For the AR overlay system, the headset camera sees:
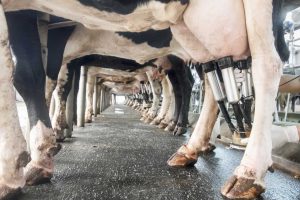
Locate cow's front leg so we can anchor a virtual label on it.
[52,64,74,142]
[6,11,60,185]
[168,77,218,167]
[222,0,282,199]
[0,3,29,199]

STATED TASK:
Please report how many lines of the listing above contain the string "headset", matching case exactly, and give only that number.

COMPLETE ANSWER:
1